## About this task
Would you print out every entry exactly as given?

(Data extracted from a collection)
◇ ◇ ◇ ◇ ◇ ◇ ◇
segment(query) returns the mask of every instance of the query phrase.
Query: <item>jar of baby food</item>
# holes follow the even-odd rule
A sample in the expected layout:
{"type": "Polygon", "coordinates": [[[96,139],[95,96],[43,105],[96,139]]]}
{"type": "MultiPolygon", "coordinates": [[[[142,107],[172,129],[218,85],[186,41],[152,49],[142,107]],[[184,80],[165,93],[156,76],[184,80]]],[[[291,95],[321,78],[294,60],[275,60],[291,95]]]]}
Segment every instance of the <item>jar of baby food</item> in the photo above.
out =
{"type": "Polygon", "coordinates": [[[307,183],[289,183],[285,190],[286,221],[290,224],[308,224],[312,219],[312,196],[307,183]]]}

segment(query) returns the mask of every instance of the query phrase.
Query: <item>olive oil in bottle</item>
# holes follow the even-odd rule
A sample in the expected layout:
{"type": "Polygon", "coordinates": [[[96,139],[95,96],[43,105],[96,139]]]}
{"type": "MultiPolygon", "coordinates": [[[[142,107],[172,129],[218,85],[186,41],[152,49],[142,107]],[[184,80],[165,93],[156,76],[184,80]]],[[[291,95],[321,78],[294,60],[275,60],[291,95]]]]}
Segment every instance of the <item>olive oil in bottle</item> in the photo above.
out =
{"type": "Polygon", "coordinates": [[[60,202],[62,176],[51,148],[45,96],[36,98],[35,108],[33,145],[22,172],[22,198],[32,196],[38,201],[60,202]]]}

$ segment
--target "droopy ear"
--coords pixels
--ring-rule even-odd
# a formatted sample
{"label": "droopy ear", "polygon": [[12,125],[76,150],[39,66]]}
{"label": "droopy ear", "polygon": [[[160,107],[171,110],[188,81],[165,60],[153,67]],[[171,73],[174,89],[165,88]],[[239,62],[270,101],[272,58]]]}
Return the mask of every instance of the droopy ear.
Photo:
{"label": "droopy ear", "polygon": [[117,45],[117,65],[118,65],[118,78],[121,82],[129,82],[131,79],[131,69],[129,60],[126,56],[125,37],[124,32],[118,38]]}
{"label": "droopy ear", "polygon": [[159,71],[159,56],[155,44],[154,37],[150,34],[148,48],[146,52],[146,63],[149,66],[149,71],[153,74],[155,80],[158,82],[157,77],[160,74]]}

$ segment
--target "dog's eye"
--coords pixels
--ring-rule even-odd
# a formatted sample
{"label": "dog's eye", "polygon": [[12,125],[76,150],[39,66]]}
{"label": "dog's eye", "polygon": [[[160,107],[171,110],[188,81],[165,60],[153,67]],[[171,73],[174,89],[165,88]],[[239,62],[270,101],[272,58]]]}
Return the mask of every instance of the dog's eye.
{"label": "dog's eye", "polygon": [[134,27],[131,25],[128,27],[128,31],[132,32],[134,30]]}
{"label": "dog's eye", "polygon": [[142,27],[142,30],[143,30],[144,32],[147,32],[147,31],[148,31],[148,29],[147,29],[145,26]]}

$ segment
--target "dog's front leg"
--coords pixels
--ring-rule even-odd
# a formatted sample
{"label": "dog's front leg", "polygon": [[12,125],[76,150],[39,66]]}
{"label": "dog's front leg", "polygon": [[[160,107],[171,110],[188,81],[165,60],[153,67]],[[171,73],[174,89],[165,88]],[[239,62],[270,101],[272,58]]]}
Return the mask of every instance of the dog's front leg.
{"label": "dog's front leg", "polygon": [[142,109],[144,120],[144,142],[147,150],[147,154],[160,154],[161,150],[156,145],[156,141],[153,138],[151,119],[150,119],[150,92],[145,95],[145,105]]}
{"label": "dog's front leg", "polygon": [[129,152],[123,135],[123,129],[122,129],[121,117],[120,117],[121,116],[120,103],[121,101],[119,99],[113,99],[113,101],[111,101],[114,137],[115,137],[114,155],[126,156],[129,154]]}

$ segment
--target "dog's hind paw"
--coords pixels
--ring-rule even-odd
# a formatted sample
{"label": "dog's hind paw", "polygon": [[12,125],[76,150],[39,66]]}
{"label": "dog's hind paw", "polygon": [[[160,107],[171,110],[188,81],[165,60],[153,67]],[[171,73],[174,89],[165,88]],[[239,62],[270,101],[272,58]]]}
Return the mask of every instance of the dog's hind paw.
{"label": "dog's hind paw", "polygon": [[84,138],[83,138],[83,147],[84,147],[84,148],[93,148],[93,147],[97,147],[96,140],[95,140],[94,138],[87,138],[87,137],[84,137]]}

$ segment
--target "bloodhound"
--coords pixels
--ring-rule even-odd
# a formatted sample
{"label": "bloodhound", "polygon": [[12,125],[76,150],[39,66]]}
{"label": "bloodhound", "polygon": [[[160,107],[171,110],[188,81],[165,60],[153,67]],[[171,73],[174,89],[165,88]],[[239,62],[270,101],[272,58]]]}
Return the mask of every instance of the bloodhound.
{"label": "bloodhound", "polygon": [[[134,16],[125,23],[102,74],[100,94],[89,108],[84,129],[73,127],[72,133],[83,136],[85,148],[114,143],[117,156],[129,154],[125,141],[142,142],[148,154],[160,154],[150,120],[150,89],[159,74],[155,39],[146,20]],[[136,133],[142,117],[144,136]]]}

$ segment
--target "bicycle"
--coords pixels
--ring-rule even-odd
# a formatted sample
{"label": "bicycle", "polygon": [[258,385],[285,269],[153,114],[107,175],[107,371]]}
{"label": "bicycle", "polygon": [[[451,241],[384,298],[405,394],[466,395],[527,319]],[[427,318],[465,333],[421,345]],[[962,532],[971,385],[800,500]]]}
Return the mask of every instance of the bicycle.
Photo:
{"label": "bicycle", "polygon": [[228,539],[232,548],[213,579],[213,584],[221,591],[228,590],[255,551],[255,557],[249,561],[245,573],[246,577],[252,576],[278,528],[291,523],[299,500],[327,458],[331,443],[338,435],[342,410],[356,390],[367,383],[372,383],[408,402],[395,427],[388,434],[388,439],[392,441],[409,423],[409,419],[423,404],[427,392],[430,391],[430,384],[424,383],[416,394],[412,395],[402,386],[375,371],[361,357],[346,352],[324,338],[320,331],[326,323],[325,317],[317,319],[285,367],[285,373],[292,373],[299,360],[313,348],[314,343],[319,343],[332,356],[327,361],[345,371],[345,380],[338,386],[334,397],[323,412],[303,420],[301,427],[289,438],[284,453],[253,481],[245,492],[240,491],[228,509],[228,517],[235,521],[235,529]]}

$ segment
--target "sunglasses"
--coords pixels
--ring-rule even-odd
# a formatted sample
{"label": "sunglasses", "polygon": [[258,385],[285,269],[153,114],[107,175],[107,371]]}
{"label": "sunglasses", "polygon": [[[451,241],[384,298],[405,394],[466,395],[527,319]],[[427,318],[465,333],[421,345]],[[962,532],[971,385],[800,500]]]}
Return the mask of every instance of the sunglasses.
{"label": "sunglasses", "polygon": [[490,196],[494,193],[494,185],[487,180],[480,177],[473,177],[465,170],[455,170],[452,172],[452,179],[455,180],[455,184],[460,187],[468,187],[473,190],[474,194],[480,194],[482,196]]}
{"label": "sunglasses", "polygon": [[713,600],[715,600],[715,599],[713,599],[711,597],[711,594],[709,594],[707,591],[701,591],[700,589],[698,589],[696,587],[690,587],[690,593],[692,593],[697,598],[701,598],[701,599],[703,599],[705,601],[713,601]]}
◇ ◇ ◇ ◇ ◇ ◇ ◇
## Completed task
segment(query) returns the mask of every instance of the query phrase.
Query: <item>jar of baby food</item>
# holes follow the even-odd rule
A sample in the expected layout:
{"type": "Polygon", "coordinates": [[[96,139],[95,96],[43,105],[96,139]]]}
{"type": "MultiPolygon", "coordinates": [[[[142,107],[172,129],[218,85],[186,41],[152,49],[142,107]],[[184,80],[165,93],[156,76],[184,80]]],[[[291,95],[321,78],[294,60],[275,60],[291,95]]]]}
Segment every instance of the <item>jar of baby food</item> in the photo above.
out =
{"type": "Polygon", "coordinates": [[[307,183],[289,183],[285,190],[286,221],[290,224],[308,224],[312,219],[312,196],[307,183]]]}

segment(query) returns the mask of every instance of the query phrase.
Query: <item>olive oil in bottle</item>
# holes follow the even-odd rule
A sample in the expected layout:
{"type": "Polygon", "coordinates": [[[96,139],[95,96],[43,105],[96,139]]]}
{"type": "MultiPolygon", "coordinates": [[[[142,107],[172,129],[218,85],[186,41],[152,49],[142,107]],[[184,80],[165,93],[156,76],[184,80]]],[[[291,95],[321,78],[294,60],[275,60],[291,95]]]]}
Segment every instance of the <item>olive oil in bottle</item> in the photo above.
out =
{"type": "Polygon", "coordinates": [[[60,202],[62,176],[51,148],[45,96],[36,98],[35,108],[33,145],[22,172],[22,198],[32,196],[38,201],[60,202]]]}

$ segment
--target "droopy ear"
--coords pixels
--ring-rule even-odd
# a formatted sample
{"label": "droopy ear", "polygon": [[12,125],[76,150],[39,66]]}
{"label": "droopy ear", "polygon": [[[160,107],[171,110],[188,81],[165,60],[153,67]],[[171,73],[174,89],[165,88]],[[239,62],[270,101],[272,58]]]}
Return the mask of every instance of the droopy ear.
Photo:
{"label": "droopy ear", "polygon": [[117,45],[117,65],[118,65],[118,78],[121,82],[129,82],[131,79],[131,69],[129,60],[126,56],[125,37],[124,32],[118,38]]}
{"label": "droopy ear", "polygon": [[159,71],[159,56],[155,44],[154,37],[150,34],[148,48],[146,52],[146,63],[149,66],[149,71],[153,74],[155,80],[158,82],[157,77],[160,74]]}

$ segment
--target "dog's eye"
--coords pixels
--ring-rule even-odd
# a formatted sample
{"label": "dog's eye", "polygon": [[12,125],[76,150],[39,66]]}
{"label": "dog's eye", "polygon": [[[160,107],[171,110],[188,81],[165,60],[153,67]],[[171,73],[174,89],[165,88]],[[239,62],[270,101],[272,58]]]}
Return the mask of every instance of the dog's eye.
{"label": "dog's eye", "polygon": [[134,27],[131,25],[128,27],[128,31],[132,32],[134,30]]}
{"label": "dog's eye", "polygon": [[142,27],[142,30],[143,30],[144,32],[147,32],[147,31],[148,31],[148,29],[147,29],[145,26]]}

$ segment
--target "dog's front leg"
--coords pixels
--ring-rule even-odd
# a formatted sample
{"label": "dog's front leg", "polygon": [[12,125],[76,150],[39,66]]}
{"label": "dog's front leg", "polygon": [[[160,107],[171,110],[188,81],[165,60],[153,67]],[[171,73],[174,89],[165,88]],[[239,62],[270,101],[272,58]]]}
Return the mask of every instance of the dog's front leg.
{"label": "dog's front leg", "polygon": [[142,109],[144,120],[144,142],[147,150],[147,154],[160,154],[161,150],[156,145],[156,141],[153,138],[151,119],[150,119],[150,92],[145,95],[145,105]]}
{"label": "dog's front leg", "polygon": [[129,152],[123,135],[123,129],[122,129],[121,117],[120,117],[121,116],[120,103],[121,101],[119,99],[113,99],[113,101],[111,101],[114,137],[115,137],[114,155],[126,156],[129,154]]}

$ segment
--target "dog's hind paw"
--coords pixels
--ring-rule even-odd
# a formatted sample
{"label": "dog's hind paw", "polygon": [[12,125],[76,150],[39,66]]}
{"label": "dog's hind paw", "polygon": [[[160,107],[171,110],[188,81],[165,60],[153,67]],[[171,73],[174,89],[165,88]],[[239,62],[270,101],[272,58]]]}
Return the mask of every instance of the dog's hind paw.
{"label": "dog's hind paw", "polygon": [[84,138],[83,138],[83,147],[84,147],[84,148],[93,148],[93,147],[97,147],[96,140],[95,140],[94,138],[87,138],[87,137],[84,137]]}

$ segment
--target "bloodhound"
--coords pixels
--ring-rule even-odd
# a formatted sample
{"label": "bloodhound", "polygon": [[12,125],[76,150],[39,66]]}
{"label": "bloodhound", "polygon": [[[160,107],[171,110],[188,81],[165,60],[153,67]],[[171,73],[174,89],[165,88]],[[239,62],[270,101],[272,58]]]}
Return the mask of every instance of the bloodhound.
{"label": "bloodhound", "polygon": [[[134,16],[125,23],[102,74],[100,94],[89,108],[84,129],[73,127],[72,133],[83,136],[85,148],[114,143],[117,156],[129,154],[125,141],[142,142],[148,154],[160,154],[150,120],[150,89],[159,74],[155,39],[146,20]],[[136,133],[142,117],[144,136]]]}

$ segment
--target "bicycle"
--coords pixels
--ring-rule even-odd
# a formatted sample
{"label": "bicycle", "polygon": [[258,385],[285,269],[153,114],[107,175],[107,371]]}
{"label": "bicycle", "polygon": [[[451,241],[384,298],[405,394],[466,395],[527,319]],[[427,318],[465,333],[421,345]],[[962,532],[971,385],[800,500]]]}
Return the mask of every instance of the bicycle.
Photo:
{"label": "bicycle", "polygon": [[228,539],[232,548],[213,579],[213,584],[221,591],[228,590],[255,551],[255,557],[249,561],[245,573],[246,577],[252,576],[278,528],[291,523],[299,500],[327,458],[331,443],[338,435],[342,410],[356,390],[367,383],[372,383],[408,402],[395,427],[388,434],[388,439],[392,441],[409,423],[409,419],[423,404],[427,392],[430,391],[430,384],[424,383],[416,394],[412,395],[402,386],[375,371],[361,357],[346,352],[324,338],[320,331],[326,323],[325,317],[317,319],[285,367],[285,373],[292,373],[299,360],[313,348],[314,343],[319,343],[332,356],[327,361],[345,371],[345,380],[338,386],[334,397],[323,412],[303,420],[301,427],[289,438],[284,453],[253,481],[245,492],[240,491],[228,509],[228,517],[235,521],[235,529]]}

$ segment
--target "sunglasses"
--coords pixels
--ring-rule even-odd
# a formatted sample
{"label": "sunglasses", "polygon": [[258,385],[285,269],[153,114],[107,175],[107,371]]}
{"label": "sunglasses", "polygon": [[[451,241],[384,298],[405,394],[466,395],[527,319]],[[427,318],[465,333],[421,345]],[[962,532],[971,385],[800,500]]]}
Return the mask of every instance of the sunglasses.
{"label": "sunglasses", "polygon": [[490,196],[494,193],[494,185],[487,180],[480,177],[473,177],[465,170],[455,170],[452,172],[452,179],[455,180],[455,184],[460,187],[468,187],[473,190],[474,194],[480,194],[482,196]]}
{"label": "sunglasses", "polygon": [[713,600],[715,600],[715,599],[713,599],[711,597],[711,594],[709,594],[707,591],[701,591],[700,589],[698,589],[696,587],[690,587],[690,593],[692,593],[697,598],[701,598],[701,599],[703,599],[705,601],[713,601]]}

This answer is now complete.